++++ Data for this task

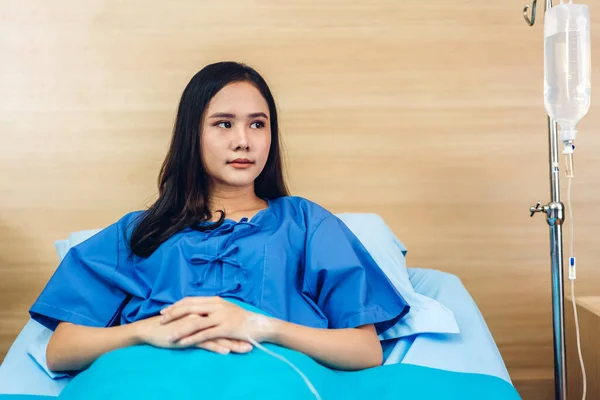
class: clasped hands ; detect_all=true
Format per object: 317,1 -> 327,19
136,296 -> 269,355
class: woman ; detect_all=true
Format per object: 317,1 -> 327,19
29,62 -> 409,374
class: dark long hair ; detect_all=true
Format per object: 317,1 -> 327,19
129,62 -> 289,258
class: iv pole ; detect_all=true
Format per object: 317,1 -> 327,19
523,1 -> 568,399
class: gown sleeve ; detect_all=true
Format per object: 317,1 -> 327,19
29,220 -> 132,331
302,214 -> 409,334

++++++++

Required work - Leave the pictures out. Repeat every entry above exactly.

Task solution -
class: clasped hands ; detect_all=true
Format per object: 317,1 -> 327,19
136,296 -> 269,355
class: woman ; detect_all=true
Format per object: 317,1 -> 327,19
29,62 -> 409,374
class: dark long hair ; detect_all=true
Format per object: 317,1 -> 327,19
129,62 -> 289,258
class: iv pole ; detect_all=true
Format per object: 317,1 -> 327,19
523,1 -> 568,399
class: gown sleeve ; detect_all=true
Format per object: 317,1 -> 327,19
29,220 -> 132,331
302,214 -> 409,334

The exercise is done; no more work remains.